Direction -> Rewrite all the records below as a two-column CSV with the headers "instruction" and "points", one row per instruction paired with its coordinates, each value in a single quoted field and with line breaks replaced by spaces. Leave the pictures out.

+++ Source material +++

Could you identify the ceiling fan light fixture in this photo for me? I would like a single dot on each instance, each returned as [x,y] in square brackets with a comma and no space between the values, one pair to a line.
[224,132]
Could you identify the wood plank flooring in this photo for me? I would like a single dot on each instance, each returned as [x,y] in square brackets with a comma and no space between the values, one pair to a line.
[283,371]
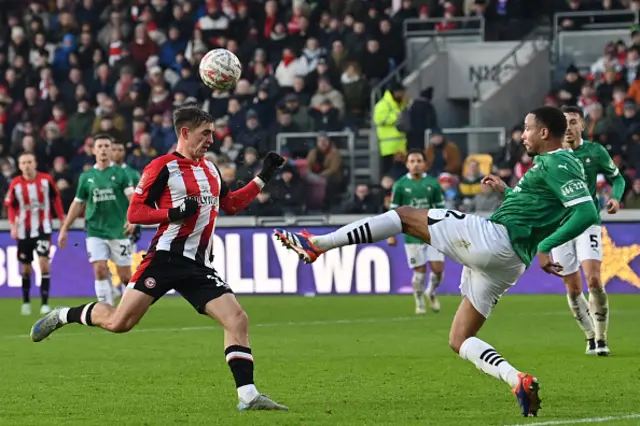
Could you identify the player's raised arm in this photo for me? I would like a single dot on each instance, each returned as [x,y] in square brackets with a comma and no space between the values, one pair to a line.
[565,179]
[613,174]
[232,202]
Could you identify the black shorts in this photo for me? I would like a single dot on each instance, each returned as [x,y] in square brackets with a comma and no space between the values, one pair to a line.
[162,271]
[40,244]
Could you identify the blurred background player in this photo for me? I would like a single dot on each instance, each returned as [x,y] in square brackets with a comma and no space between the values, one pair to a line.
[105,189]
[585,251]
[29,201]
[494,252]
[118,156]
[418,189]
[183,194]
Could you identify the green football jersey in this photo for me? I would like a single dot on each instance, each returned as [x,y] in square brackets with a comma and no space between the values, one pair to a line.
[539,203]
[595,159]
[104,192]
[424,193]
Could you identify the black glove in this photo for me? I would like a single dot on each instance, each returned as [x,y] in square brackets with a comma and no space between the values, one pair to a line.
[270,165]
[134,237]
[184,210]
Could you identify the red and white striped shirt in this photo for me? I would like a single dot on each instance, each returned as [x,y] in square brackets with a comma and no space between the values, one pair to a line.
[29,205]
[166,183]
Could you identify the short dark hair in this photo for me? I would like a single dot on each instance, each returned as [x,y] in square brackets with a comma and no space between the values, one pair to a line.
[190,116]
[572,109]
[417,151]
[103,136]
[553,119]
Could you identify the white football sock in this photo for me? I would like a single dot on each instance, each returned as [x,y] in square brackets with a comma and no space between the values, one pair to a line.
[418,284]
[104,293]
[434,282]
[580,308]
[485,358]
[364,231]
[247,393]
[599,309]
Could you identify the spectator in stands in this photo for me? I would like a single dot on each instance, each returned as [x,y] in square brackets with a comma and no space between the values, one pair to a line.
[507,158]
[487,200]
[327,92]
[385,118]
[571,86]
[143,154]
[288,190]
[325,166]
[300,115]
[361,202]
[422,116]
[442,155]
[632,201]
[470,183]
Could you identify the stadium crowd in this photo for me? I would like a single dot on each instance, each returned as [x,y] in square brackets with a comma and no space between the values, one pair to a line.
[72,68]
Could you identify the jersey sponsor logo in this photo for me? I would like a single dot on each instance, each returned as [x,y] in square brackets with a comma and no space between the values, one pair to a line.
[573,186]
[150,282]
[102,195]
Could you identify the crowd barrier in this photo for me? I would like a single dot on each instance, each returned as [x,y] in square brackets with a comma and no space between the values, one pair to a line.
[252,262]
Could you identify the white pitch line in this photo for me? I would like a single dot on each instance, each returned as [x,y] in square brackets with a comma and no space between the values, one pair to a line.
[583,420]
[267,324]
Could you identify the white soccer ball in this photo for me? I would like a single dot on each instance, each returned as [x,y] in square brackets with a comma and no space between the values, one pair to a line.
[220,69]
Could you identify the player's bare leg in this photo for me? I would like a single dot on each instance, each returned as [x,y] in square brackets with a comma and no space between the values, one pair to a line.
[131,309]
[408,220]
[103,285]
[598,304]
[435,278]
[462,339]
[231,316]
[45,284]
[580,308]
[417,281]
[26,271]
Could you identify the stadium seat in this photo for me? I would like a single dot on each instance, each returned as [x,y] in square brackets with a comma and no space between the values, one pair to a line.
[484,160]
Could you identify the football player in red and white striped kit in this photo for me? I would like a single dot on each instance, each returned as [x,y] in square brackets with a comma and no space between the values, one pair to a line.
[183,193]
[29,201]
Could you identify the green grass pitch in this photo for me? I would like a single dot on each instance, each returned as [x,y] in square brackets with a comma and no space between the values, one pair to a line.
[333,360]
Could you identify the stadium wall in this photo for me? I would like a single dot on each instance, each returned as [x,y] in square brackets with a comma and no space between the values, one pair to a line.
[252,263]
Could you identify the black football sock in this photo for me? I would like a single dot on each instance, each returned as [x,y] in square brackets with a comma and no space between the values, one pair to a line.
[45,282]
[81,314]
[26,288]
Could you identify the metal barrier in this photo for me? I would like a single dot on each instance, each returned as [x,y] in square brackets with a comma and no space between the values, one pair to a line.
[344,141]
[510,63]
[470,25]
[585,45]
[471,139]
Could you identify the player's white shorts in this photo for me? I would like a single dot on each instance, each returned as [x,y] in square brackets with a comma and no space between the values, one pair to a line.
[586,246]
[491,266]
[420,254]
[117,250]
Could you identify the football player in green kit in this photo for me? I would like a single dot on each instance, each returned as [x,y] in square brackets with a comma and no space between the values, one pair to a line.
[549,206]
[418,189]
[585,251]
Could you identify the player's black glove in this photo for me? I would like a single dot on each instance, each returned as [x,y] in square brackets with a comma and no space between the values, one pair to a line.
[134,237]
[270,165]
[184,210]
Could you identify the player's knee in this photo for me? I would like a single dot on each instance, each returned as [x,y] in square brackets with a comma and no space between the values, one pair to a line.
[594,282]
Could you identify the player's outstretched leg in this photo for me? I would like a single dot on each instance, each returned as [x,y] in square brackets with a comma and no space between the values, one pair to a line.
[580,309]
[405,219]
[462,340]
[237,351]
[96,314]
[598,305]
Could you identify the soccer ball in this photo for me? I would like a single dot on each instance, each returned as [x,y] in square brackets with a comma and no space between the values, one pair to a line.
[220,69]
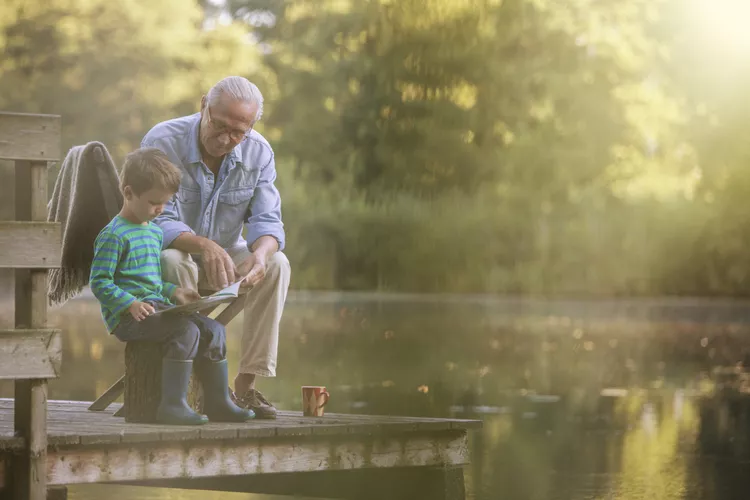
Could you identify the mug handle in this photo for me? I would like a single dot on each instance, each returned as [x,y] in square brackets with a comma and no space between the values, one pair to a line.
[327,396]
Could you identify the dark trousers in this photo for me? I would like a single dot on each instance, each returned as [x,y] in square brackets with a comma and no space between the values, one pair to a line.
[181,337]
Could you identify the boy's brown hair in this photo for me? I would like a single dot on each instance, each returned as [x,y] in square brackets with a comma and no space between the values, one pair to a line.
[148,168]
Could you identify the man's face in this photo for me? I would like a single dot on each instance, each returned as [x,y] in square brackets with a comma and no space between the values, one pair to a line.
[225,124]
[148,205]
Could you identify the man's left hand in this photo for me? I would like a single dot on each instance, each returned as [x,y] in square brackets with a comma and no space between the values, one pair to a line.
[253,270]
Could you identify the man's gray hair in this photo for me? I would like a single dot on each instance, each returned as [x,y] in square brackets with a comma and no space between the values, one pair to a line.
[239,89]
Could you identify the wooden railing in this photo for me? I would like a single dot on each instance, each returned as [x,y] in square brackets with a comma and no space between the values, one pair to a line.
[30,353]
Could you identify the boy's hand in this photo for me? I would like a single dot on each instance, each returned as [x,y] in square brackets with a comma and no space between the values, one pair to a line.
[185,296]
[140,310]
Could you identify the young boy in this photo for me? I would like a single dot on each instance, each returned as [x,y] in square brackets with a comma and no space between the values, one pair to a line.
[126,279]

+++

Expected answer ->
instruction,points
"Could you identify the ceiling fan light fixture in this photo for me? I would like a single dot on each instance, each returned as [x,y] in square brackets with a comma and no space between the values, one pair to a line.","[224,132]"
"Could you identify the wood plank flooring in this photo for me? I would like a single dot on each instance, each returned as [x,y] in square brackets with a comma and no space between the values, one pair to a line.","[283,371]"
"Could you identify the player's raised arm in this photo for me? I would like a single dot on each instance, each returned as [x,y] in square brackets with a comma and no space between the values, one pair to a line.","[565,179] [613,174] [232,202]"
"Could you identify the black shorts in this photo for me? I would like a single dot on each instance, each returned as [x,y] in square brackets with a comma and no space between the values, one pair to a line.","[162,271] [40,244]"
"Could you identify the blurred background player in this photo for me? I would like a single dot on each instance, each returned as [x,y] in square brackets with a comma and no space between the values, one pair to a line.","[105,189] [585,251] [29,201] [494,252] [118,156] [418,189] [183,194]"
"Could you identify the green football jersey in this photo for me? I would like a single dot on each instance, each returned as [x,y] in square brackets with a comma and no space between the values, one pair to a line.","[539,203] [595,159] [104,192] [424,193]"
"Could you identify the black glove in this photo for me? I would like a single dot on each instance, each returned as [x,y] in square brackets with a comma and no space between the values, one pair to a line.","[270,165] [134,237] [184,210]"
"Could you identify the red and white striped shirt in this photo for me? I would like a single dot on each instance, each returned as [x,y] in square brackets with a comma and no space between the values, one pair to a line.","[29,205] [166,183]"
"Could you identify the short dark hair in this photo for me? I would like a single dot on each instance, each returned as [x,y] in square brackets with a comma and no space between the values, one pair to a line.","[190,116] [572,109] [417,151] [103,136] [553,119]"
"Could you identify the white football sock in this photo for me? I would like a single dot on each instance, each returned as [x,y] in square brackets with a comma and no space between the values, one pair to a line.","[418,284] [104,293] [434,282] [580,308] [485,358] [364,231] [247,393] [599,309]"
"Could you identify the spectator in stands in this photo for me? I would like a single dot on each instance, each returned as [x,y] in square brackets with a comma and no space between the values, one pair to a line.","[507,158] [487,200] [327,92] [385,118] [571,86] [143,154] [288,190] [325,166] [300,115] [361,202] [422,116] [442,155] [632,201] [470,183]"
"Could you identify the stadium crowd in this photo for me? I would like a single dot on each instance, each returned as [x,y] in square brackets with a comma and no space between the values, one pair to a line.","[72,68]"
"Could you identify the jersey sponsor logo in this photo for me? I would like a single dot on each instance, each returned as [x,y] in square brackets with a comma and no space between the values, one pair to a line.","[573,186] [150,282] [102,195]"
"Could you identify the crowd barrier in this photo for me? I would like a single dot on each instance, each returned as [x,y] in square brackets with a comma and no space between the values, one pair to a line.","[252,262]"
"Could you identify the white pitch line in this photo for me? I would like a single dot on each instance, each returned as [x,y] in square brackets with a comma and no space between the values, one pair to a line.","[583,420] [267,324]"
"Could you identify the white soccer ball in this photo for me? I would like a single dot on each instance, each returned as [x,y] in square brackets with a comma and no space between the values, one pair to a line.","[220,69]"
"Could you identify the player's bare leg in this photo for me? I would like a single dot on each instance, each returned as [x,y] in square brackets with a comma and no space between the values, one pair to a line.","[131,309] [408,220] [103,285] [598,304] [435,278] [462,339] [231,316] [45,284] [580,308] [417,281] [26,271]"
"Could you identify the stadium seat in this photo for me? I would like a single dot on each instance, each returned as [x,y] in square brackets with a comma and no space between the values, one pair to a line.","[484,160]"
"Could you identify the football player in red and white striped kit in this photo for me? I would like a single dot on each instance, each returned as [x,y] in square brackets with a comma and no space between the values, one pair to a line.","[183,193] [29,201]"
"Could you identify the green grass pitch in this photo for me? I would like a single dot on each instance, each returned as [x,y] in square brackets with a comma and no space between the values, one pair to a line.","[333,360]"
"Could you identify the stadium wall in this photo for me? I would like a single dot on each instance, each returned as [x,y] in square brackets with a comma and no space between the values, one pair to a line.","[252,263]"
"Could you identify the black football sock in this photo for me? I would like a single dot on each instance, each returned as [x,y] in square brackets with a comma and no space between the values, one pair to a line.","[45,282] [81,314] [26,288]"
"Could you identify the metal barrier in this photo for me? I would like a single dot on each instance, each returned as [x,y] in square brackets with a comma and no space between the values, one pair to a line.","[344,141] [510,63] [470,25] [585,45] [471,139]"
"Could you identify the player's white shorts in this photo for me? I would like a single dot on each instance, each returned as [x,y] in square brackets with a comma and no space between the values, one pair to a line.","[586,246] [491,266] [420,254] [117,250]"
"Could you identify the football player in green kit in this photo for me? I would like a single dot on each instance, each returned as [x,y] in square brackets with a comma and no space between the values, one pair to a line.","[549,206] [418,189] [585,251]"
"Could you identify the player's black glove in this photo for me? I would like a single dot on each instance, each returned as [x,y] in square brackets with a comma and no space between the values, one pair to a line.","[134,237] [270,165] [184,210]"
"Could you identify the player's knee in this photo for me? I would like a single dot on each instance, each returned as [x,y] in square brackets with a comma and no space between the values, one pair to a line.","[594,282]"
"Could you identify the player's outstretched leg in this photo for me? I would like a single dot on each instance, each returned as [x,y] in square brackets with a comma and no space between the values, one pair to a line.","[580,309] [405,219] [462,340] [237,351] [96,314] [598,305]"
"Could you identify the soccer ball in this photo for me? I would like a single dot on each instance, each returned as [x,y] in square brackets with a comma and no space between the values, one pair to a line.","[220,69]"
"Could you identify the mug handle in this photo for me? I would like a single dot on each instance, each returned as [x,y] in square brackets with a comma and no space between the values, one pair to a line.","[327,396]"
"Could you identify the dark trousers in this photo for me? I would like a single dot on each instance, each returned as [x,y] in square brackets with a comma and no space between the values, one pair to a line.","[181,337]"
"Could you identify the boy's brown hair in this photo for me? I would like a single dot on each instance, each returned as [x,y] in square brackets with a comma and no space between the values, one pair to a line.","[148,168]"
"Could you identify the man's face in this photo for me? I would like a single dot on each instance, each returned as [x,y] in square brackets with a comma and no space between the values, one pair to a line.","[225,124] [148,205]"
"Could you identify the man's left hand in this photo for me? I would like a single dot on each instance, each returned as [x,y] in square brackets with a comma and no space between the values, one pair to a line.","[253,270]"
"Could you identify the man's gray hair in this photo for me? I would like a single dot on each instance, each returned as [x,y] in square brackets with a comma and no space between the values, one pair to a line.","[239,89]"
"Could you identify the wooden railing in this photo for me? I would like a single dot on each instance, each returned as [x,y] in square brackets with a comma and no space between the values, one pair to a line.","[30,353]"
"Could you identify the boy's hand in this photo for me? I would like a single dot on each instance, each returned as [x,y] in square brackets with a comma and no space between the values, one pair to a line.","[185,296] [140,310]"
"Could you identify the young boy in this photo for me? I would like a single dot on each instance, each returned as [x,y] in square brackets with a comma and no space between the values, one pair to a line.","[126,279]"